## begin Page text

# Article about Mahler in the Times



## Fsharpmajor (Dec 14, 2008)

I think this article on Mahler is quite good.

http://entertainment.timesonline.co.uk/tol/arts_and_entertainment/music/classical/article6979448.ece

This is an extract from the end, written by someone else:

*Mahler's symphonies: what you need to know*

No 1 Also known as: The Titan
Four years after Brahms's Fourth, the symphony goes feral. Includes a funeral march with added klezmer.

No 2 The Resurrection
Mahler's most obvious response to Beethoven's Ninth, as a ride to the abyss finishes with choral salvation

No 3 The one with a poem by Nietzsche
Mahler's response to, well, everything, including plants, animals, mankind and, ultimately, love itself.

No 4 The shortest one
Mahler scales back and adds sleigh bells. Culminates in a "child's view of heaven", which apparently includes abundant asparagus.

No 5 The one used in Death in Venice
High on the "best of" lists, with the swooingly gorgeous Adagietto.

No 6 The Tragic
Mahler's most tightly constructed symphony, with the rarity of a fatalistic conclusion.

No 7 The unpopular one
The weirdest and shadowiest, with two movements of "night music" Also has a part for a mandolin.

No 8 The Symphony of a Thousand
Intended for a thousand performers, the choral symphony is still a monster and concludes with a huge chunk from Goethe's Faust.

No 9 The farewell to life (possibly)
Either saturated with death or full of affection for a life well lived, depending on your POV.

No 10 The unfinished
Possibly we shouldn't even be performing it. Mahler only orchestrated the adagio, the rest was completed (twice) by the musicologist Deryck Cooke.

_Neil Fisher_


----------



## Guest (Jan 8, 2010)

On the 10th, I must disagree.

How incomplete would the world of classical music be without so many "uncompleted" masterpieces?

Mozart's Requiem? Schubert's 9th Symphony?

Those are just immediately off the top of my head.

I personally love the Rattle/BPO performance of the "completed" 10th, as well as MTT and Bernstein recording just the Adagio.


----------



## Fsharpmajor (Dec 14, 2008)

DrMike said:


> I personally love the Rattle/BPO performance of the "completed" 10th.


Yes, that's one of my favourites. I'm sure an expert would know the difference, but it all sounds like Mahler to me.


----------



## Guest (Jan 8, 2010)

Unfortunately the link doesn't seem to work for me. Shame. I would have loved to read it.


----------



## handlebar (Mar 19, 2009)

The M7 is claimed to be the "unpopular" one? Hmmm. I don't agree with that at all. Certainly not weird.

The M10 i disagree as well. Granted, one needs to always remember the background and history as well as which editions are out there. If that is a big concern, stick with the completed movement and call it good. But to me Cooke's version is still the best as Wheeler's does not do a thing for me at all.
And yes, the Rattle/BPO is the best as well.

Not a bad article.

Jim


----------



## World Violist (May 31, 2007)

## end Page text
## begin Data lines

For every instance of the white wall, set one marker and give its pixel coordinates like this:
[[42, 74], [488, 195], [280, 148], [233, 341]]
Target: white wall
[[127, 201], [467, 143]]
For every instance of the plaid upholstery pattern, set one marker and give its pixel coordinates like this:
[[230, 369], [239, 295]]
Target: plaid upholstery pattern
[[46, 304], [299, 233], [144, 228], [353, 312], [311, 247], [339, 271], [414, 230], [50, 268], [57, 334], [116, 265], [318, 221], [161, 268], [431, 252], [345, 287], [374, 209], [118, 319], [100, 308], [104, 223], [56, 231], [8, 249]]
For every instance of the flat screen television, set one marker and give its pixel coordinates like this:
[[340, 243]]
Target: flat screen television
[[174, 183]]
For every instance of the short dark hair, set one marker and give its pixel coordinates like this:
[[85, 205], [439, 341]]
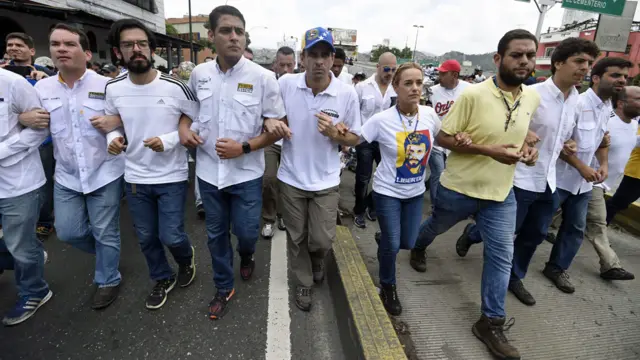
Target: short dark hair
[[571, 47], [285, 50], [221, 10], [126, 24], [82, 37], [518, 34], [618, 96], [28, 40], [604, 64]]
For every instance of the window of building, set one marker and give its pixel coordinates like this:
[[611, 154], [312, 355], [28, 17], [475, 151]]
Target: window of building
[[549, 51], [149, 5]]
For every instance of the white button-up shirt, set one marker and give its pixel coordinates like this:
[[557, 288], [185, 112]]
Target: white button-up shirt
[[371, 99], [592, 118], [20, 166], [553, 122], [233, 105], [82, 162]]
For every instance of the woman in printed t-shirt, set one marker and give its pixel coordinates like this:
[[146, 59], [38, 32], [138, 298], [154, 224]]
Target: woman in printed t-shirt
[[405, 133]]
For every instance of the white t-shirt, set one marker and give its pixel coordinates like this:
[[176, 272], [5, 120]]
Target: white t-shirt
[[147, 111], [405, 152], [442, 100], [310, 161], [623, 141]]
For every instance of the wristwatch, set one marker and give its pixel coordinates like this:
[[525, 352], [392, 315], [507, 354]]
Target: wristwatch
[[246, 148]]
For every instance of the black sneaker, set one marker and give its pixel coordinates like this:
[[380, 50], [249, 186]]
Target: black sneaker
[[389, 297], [517, 289], [158, 295], [200, 212], [280, 223], [186, 273], [560, 278], [218, 305], [617, 274], [105, 296], [303, 298], [247, 265], [371, 215], [464, 244], [418, 260]]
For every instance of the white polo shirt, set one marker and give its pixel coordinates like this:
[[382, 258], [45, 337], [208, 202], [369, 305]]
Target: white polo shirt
[[82, 163], [404, 148], [233, 105], [371, 99], [554, 122], [20, 166], [592, 118], [623, 141], [148, 111], [310, 161], [442, 100]]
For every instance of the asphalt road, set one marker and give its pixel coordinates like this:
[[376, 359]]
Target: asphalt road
[[67, 328]]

## end Data lines

▸ Challenges
1: Using the Mahler thread, say whether each statement agrees with it, answering yes or no and quoting the deciding words: (a) the extract says Mahler orchestrated only the adagio of No 10; (b) the extract calls No 4 the longest symphony; (c) handlebar prefers Wheeler's version of the Tenth to Cooke's.
2: Go on with the Mahler thread, starting right after its final line.
The items were taken from a separate source.

▸ Results by task
1:
(a) Yes: "Mahler only orchestrated the adagio"
(b) No: "No 4 The shortest one"
(c) No: "But to me Cooke's version is still the best as Wheeler's does not do a thing for me at all."

2:
handlebar said:


> The M7 is claimed to be the "unpopular" one? Hmmm. I don't agree with that at all. Certainly not weird.


I certainly disagree with the claim that it's "weird" (each symphony is unique, what makes this one different in that regard from the rest?), but one must admit to it's being the least popular. It is making strides, sure, but it's still far below the 2nd or 5th in terms of being popular. Probably because it doesn't have any perceived gimmicks to go with it, except for the fact that it "has mandolins." But then again, so does the 8th...

Whatever. Just listen to the darn symphonies and make your own conclusions.


----------



## bongos (Nov 27, 2008)

*Mahler 3 ,NZ Symphony orchestra in concert*

I attended this great concert in Auckland last year .A recording of this concert will play online at www.radionz.co.nz/concert at 8pm NZ time January 9

Mahler's Third Symphony
Ekaterina Semenchuck (mezzo) with the New Zealand Opera Chorus and the NZSO

Russian mezzo-soprano Semenchuk began the 2009-10 season in concert with Anna Netrebko and Bryn Terfel at the Hamburg Laieszhalle under the baton of Emmanuel Villaume. Further concert appearances include Prokofiev's Hamlet with the Stavanger Symphony Orchestra conducted by Michail Jurowsky, and Mahler's Second Symphony with the Philharmonia conducted by Eliahu Inbal at London's Southbank Centre.

A member of the Mariinsky Theatre, Semenchuk has taken part in international tours under Valery Gergiev's baton to Covent Garden, La Scala Milan, Teatro Real Madrid, the Metropolitan Opera and Carnegie Hall in New York, Washington Opera and the Salzburg Festival.

Introducing his Third Symphony Mahler said "It has almost ceased to be music: it is hardly anything but the sounds of nature." The second movement is a delightfully-scored character piece. The third movement (based on the Wunderhorn song Relief in Summer) enters the unsophisticated animal world.

In the central section, man intrudes in the form of a magical posthorn solo. Here the animals momentarily cease all activity, spellbound by this far-distant music from a higher realm. If the posthorn solo reveals a naïve and fairy-tale version of man-kind, it ushers in a more profound vision in the fourth movement. (Source: Radio New Zealand Concert-Programme Notes)

This concert was recorded in the Auckland Town Hall by Radio New Zealand


----------



## handlebar (Mar 19, 2009)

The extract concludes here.